┌─ THE RECORDS

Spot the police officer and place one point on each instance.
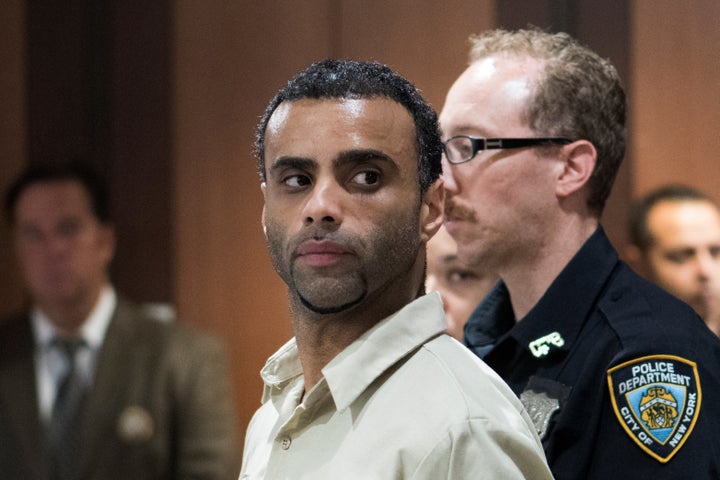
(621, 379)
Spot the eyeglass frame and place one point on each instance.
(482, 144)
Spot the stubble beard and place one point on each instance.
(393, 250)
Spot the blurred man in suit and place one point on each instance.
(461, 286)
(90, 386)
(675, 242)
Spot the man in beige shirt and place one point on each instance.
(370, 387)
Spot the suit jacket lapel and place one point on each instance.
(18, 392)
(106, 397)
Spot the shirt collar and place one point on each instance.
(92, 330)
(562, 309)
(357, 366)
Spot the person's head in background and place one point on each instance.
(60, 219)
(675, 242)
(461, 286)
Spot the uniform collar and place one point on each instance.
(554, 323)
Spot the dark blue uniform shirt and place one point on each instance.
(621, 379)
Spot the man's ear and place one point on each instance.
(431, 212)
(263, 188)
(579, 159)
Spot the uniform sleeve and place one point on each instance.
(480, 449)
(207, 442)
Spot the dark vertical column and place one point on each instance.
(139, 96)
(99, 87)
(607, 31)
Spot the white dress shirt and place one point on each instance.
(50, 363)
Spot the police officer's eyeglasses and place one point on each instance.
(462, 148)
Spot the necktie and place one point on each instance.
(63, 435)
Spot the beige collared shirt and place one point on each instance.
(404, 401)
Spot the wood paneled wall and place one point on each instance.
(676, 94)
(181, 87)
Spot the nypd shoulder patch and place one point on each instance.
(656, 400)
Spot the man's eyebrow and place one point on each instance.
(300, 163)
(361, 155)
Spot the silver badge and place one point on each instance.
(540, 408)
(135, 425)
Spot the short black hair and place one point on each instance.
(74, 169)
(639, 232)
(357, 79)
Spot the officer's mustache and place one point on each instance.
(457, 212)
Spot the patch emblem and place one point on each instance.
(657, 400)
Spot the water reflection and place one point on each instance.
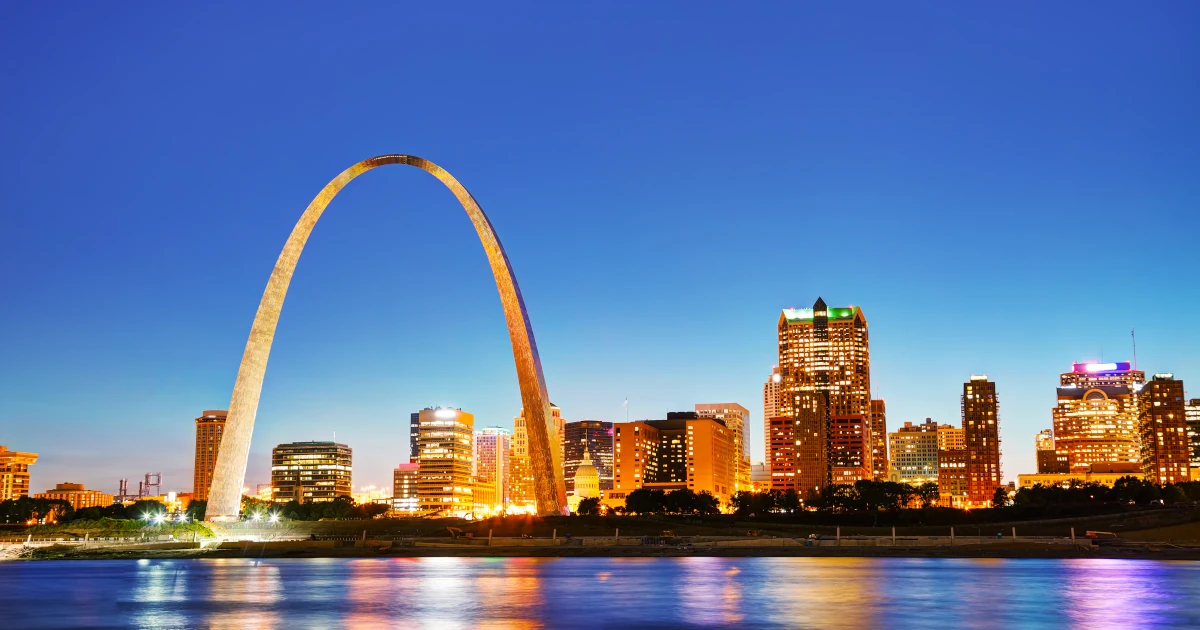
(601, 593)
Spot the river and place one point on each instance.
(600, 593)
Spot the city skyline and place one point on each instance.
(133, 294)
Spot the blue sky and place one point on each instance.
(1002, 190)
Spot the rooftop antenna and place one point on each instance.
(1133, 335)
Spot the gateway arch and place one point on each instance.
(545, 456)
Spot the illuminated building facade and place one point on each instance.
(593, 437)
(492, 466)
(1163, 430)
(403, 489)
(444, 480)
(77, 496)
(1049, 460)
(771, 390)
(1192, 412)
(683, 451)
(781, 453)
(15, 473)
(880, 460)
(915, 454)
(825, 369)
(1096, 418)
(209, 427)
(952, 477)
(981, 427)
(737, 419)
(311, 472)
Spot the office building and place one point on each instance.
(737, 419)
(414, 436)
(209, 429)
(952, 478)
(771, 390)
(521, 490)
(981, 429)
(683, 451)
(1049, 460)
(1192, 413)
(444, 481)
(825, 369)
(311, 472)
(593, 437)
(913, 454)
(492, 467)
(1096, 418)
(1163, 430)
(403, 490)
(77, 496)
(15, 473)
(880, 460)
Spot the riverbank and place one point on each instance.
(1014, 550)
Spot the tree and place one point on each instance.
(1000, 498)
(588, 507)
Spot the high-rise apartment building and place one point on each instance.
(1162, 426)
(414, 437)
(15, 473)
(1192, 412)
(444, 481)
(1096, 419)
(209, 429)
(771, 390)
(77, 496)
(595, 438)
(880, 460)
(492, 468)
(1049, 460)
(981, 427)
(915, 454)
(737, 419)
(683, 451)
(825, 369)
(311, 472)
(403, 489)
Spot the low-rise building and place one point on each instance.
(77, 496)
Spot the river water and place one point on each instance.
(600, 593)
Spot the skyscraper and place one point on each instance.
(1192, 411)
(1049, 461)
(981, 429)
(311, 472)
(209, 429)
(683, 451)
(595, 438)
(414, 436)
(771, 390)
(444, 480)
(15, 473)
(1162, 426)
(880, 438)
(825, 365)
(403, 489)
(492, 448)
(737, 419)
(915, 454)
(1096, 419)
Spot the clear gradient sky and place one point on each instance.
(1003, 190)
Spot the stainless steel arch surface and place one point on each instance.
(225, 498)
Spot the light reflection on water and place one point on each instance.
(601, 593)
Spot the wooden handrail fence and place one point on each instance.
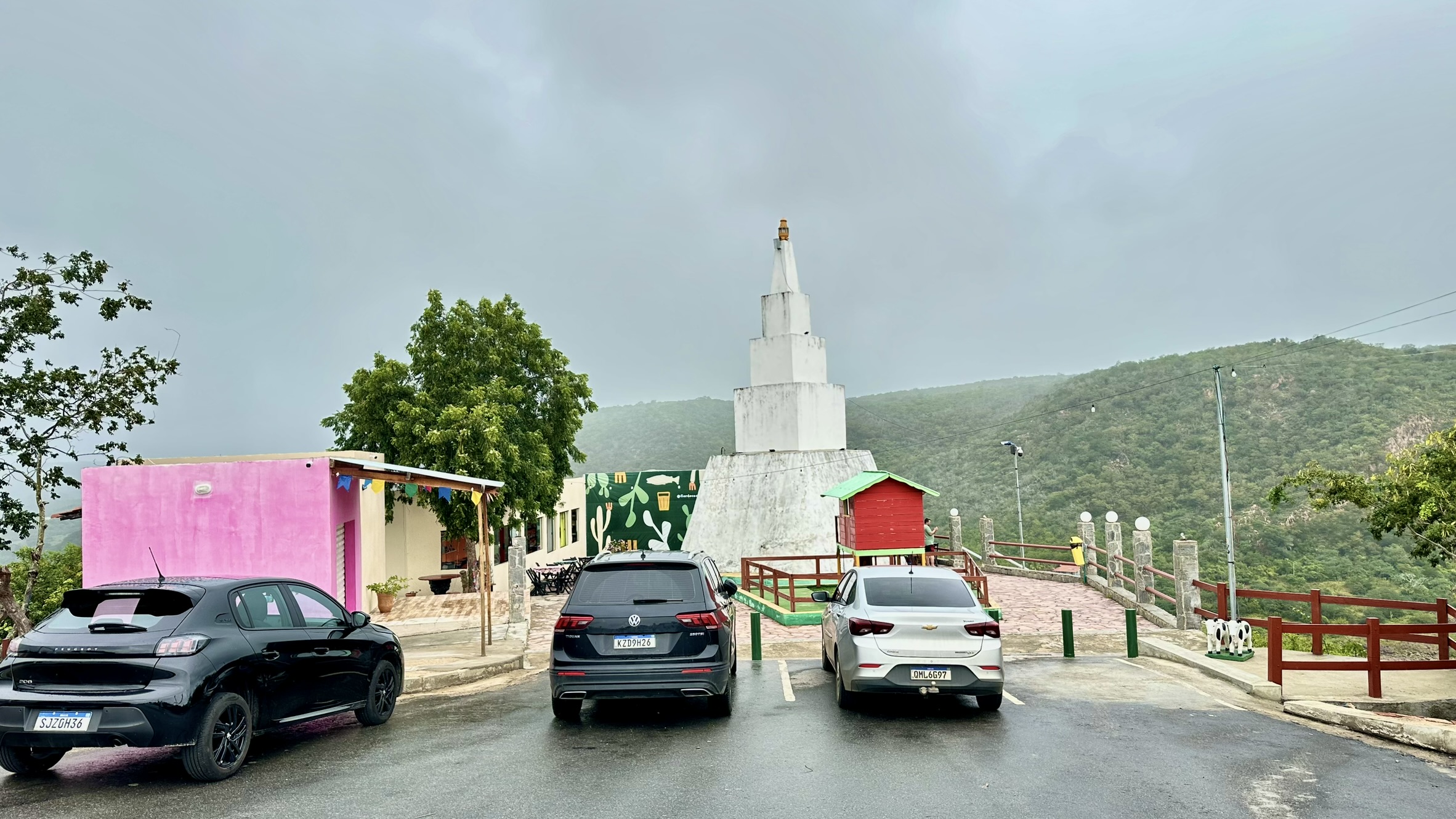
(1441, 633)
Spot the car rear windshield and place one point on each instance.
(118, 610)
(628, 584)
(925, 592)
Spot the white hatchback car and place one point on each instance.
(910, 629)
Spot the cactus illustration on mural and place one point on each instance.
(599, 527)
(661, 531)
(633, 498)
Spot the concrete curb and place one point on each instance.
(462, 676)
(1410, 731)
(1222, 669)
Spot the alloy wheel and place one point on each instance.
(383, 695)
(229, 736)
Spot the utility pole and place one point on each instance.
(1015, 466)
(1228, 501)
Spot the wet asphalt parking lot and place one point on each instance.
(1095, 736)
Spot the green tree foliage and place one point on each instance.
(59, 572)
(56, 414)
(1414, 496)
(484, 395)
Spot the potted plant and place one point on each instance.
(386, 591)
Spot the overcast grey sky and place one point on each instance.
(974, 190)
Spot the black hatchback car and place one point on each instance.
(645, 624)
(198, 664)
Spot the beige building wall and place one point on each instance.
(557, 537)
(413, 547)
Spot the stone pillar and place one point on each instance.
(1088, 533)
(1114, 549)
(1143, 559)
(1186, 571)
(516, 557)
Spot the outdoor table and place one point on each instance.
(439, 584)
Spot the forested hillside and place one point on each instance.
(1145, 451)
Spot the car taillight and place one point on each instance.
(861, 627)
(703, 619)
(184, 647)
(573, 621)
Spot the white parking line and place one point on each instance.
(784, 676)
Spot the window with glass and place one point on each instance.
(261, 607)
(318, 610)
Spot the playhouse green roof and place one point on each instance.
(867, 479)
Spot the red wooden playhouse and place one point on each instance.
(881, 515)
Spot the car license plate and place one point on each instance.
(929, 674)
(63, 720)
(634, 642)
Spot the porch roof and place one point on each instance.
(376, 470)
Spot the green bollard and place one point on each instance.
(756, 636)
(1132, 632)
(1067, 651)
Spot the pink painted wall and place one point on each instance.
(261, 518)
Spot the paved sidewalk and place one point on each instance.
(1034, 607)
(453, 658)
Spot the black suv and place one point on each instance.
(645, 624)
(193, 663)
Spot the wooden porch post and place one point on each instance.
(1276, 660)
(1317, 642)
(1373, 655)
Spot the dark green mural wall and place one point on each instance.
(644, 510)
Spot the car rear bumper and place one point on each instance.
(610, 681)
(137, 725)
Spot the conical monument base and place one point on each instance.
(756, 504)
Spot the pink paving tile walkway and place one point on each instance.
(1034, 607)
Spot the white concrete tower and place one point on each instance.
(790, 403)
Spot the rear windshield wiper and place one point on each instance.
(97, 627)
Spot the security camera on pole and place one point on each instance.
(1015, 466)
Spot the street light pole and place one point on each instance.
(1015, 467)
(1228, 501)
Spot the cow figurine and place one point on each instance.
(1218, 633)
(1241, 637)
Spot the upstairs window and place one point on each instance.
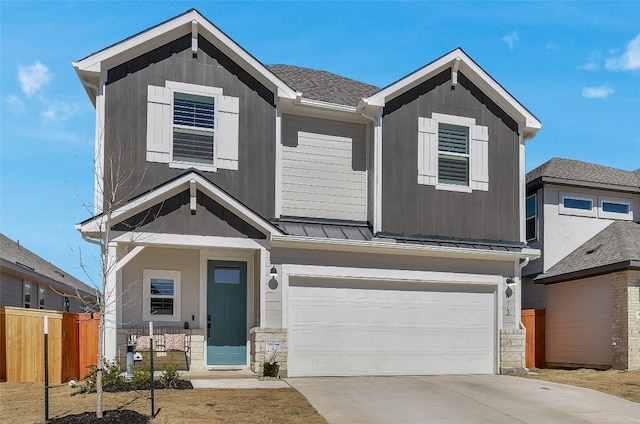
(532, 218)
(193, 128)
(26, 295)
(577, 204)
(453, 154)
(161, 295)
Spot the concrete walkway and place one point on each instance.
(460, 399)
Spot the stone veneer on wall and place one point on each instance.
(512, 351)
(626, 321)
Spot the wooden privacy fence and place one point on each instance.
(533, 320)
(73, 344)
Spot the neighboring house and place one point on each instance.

└─

PROBLEM DETAILS
Reproduce precisely the lines of the entries above, from the one containing "Spot the playhouse" through the final one, both ends included, and omit the pictures.

SOLVED PROBLEM
Spot the playhouse green roof and place one point on each instance.
(867, 479)
Spot the red wooden playhouse and place one point on each instance.
(881, 515)
Spot the car license plate and place one point on each instance.
(929, 674)
(63, 720)
(634, 642)
Spot the porch roof and place one point on each instance.
(376, 470)
Spot the green bollard and place one point on each instance.
(756, 636)
(1132, 632)
(1067, 651)
Spot the pink painted wall and place one point on each instance.
(261, 518)
Spot the paved sidewalk and place one point on each instance.
(1034, 607)
(453, 658)
Spot the black suv and place one point on each instance.
(645, 624)
(193, 663)
Spot the wooden porch post and place one point on each instance.
(1276, 660)
(1317, 642)
(1373, 655)
Spot the dark green mural wall and place one point on each instance.
(644, 510)
Spot the car rear bumper and place one point on each instance.
(610, 681)
(137, 725)
Spot the conical monument base and place one point on each instance.
(756, 504)
Spot the pink paving tile walkway and place one point on each instance.
(1034, 607)
Spot the white concrete tower and place one point on each instance.
(790, 403)
Spot the rear windshield wiper and place one point on each instance.
(97, 627)
Spot the security camera on pole and place one point on each instance.
(1015, 466)
Spot the street light pole and place one point on each instance.
(1015, 467)
(1228, 501)
Spot the cow figurine and place one point on each instance.
(1218, 633)
(1241, 637)
Spot the upstairs window and place one point on each instance.
(532, 218)
(193, 128)
(26, 295)
(577, 204)
(453, 154)
(161, 295)
Spot the concrete walkway and place one point on each instance.
(460, 399)
Spot the stone veneer on wall and place one point on each instance.
(512, 351)
(626, 321)
Spot the wooden privacy fence and place one point on each instance.
(533, 320)
(73, 344)
Spot the neighboring house and place one point on each instance.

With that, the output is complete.